— SUPPLIED DATA —
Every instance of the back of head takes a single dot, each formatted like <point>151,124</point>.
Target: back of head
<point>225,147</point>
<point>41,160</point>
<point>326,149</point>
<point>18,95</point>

— TASK PROMPT —
Set out the complete listing exactly as shown.

— COMPLETE OUTPUT —
Every instance of the back of head takes a single dot, each formatted like <point>151,124</point>.
Target: back of head
<point>225,147</point>
<point>41,160</point>
<point>326,149</point>
<point>18,95</point>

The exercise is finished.